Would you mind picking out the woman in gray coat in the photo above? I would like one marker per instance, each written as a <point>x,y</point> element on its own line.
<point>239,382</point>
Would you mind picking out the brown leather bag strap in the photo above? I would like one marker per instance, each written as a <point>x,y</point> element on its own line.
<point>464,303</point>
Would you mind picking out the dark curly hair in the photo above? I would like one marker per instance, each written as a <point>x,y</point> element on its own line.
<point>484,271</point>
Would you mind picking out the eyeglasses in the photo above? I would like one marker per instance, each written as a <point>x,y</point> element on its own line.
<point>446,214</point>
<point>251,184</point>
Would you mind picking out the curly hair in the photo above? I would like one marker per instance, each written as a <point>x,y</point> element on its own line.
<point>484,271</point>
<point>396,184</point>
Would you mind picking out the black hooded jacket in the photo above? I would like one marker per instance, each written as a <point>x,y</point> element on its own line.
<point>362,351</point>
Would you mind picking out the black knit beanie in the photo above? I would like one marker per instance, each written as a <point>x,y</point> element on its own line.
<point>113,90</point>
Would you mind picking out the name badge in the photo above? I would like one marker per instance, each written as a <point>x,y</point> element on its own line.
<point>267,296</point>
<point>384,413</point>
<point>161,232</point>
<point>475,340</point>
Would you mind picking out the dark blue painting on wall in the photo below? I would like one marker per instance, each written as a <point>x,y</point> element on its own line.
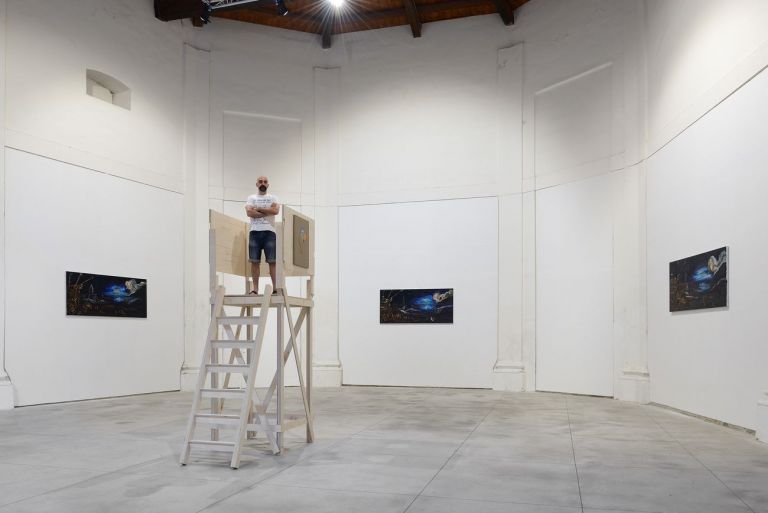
<point>106,296</point>
<point>405,306</point>
<point>699,281</point>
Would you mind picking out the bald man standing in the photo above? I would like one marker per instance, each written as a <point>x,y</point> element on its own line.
<point>262,209</point>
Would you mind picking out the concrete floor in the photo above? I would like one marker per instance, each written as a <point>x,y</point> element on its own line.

------------------------

> [Exercise]: Once the pictures are set aside, give the listing again word for word.

> [Written response]:
Would you mind picking out the woman in gray coat in the photo above? I would like one marker per instance, each written as a <point>x,y</point> element on its own line.
<point>239,382</point>
Would you mind picking out the brown leather bag strap in the photo above? I would like one marker per instance, each written as a <point>x,y</point> element on its own line.
<point>464,303</point>
Would you mind picking out the dark curly hair in the photo above? I would like one marker per instance, each written as a <point>x,y</point> element on its own line.
<point>484,271</point>
Would you mind picking out the eyeglasses in the photo above? I would like one marker per instance, each written as a <point>x,y</point> element on its own line.
<point>446,214</point>
<point>251,184</point>
Would you mind picking out the curly hair in the photo above? I would like one marker per instance, each written as a <point>x,y</point> element on its own line.
<point>484,271</point>
<point>396,184</point>
Would you mind picking out the black hooded jacket in the photo above? I would like one marker per instance, each written as a <point>x,y</point> element on its own line.
<point>362,351</point>
Would you mind picking out the black knit beanie in the photo above? I would like one marker per instance, each written as a <point>x,y</point> element on its own line.
<point>113,90</point>
Would you mind picking out the name badge in the photo above? I would like one marker per instance, each written as a <point>x,y</point> element on its own line.
<point>267,296</point>
<point>384,413</point>
<point>161,232</point>
<point>475,340</point>
Would you mind picking out the dark blue painting on wall in the photo below? I would like one marker per instance, each written as a <point>x,y</point> element on its own line.
<point>106,296</point>
<point>405,306</point>
<point>699,281</point>
Would you mind picking out the bald man standing in the photo above? I would like one marker per instance, each written as a <point>x,y</point> element on its own line.
<point>262,209</point>
Would you mind picking out the concrete floor in the photo above? I would like one marker per instance, each written as a <point>x,y</point> element on its own line.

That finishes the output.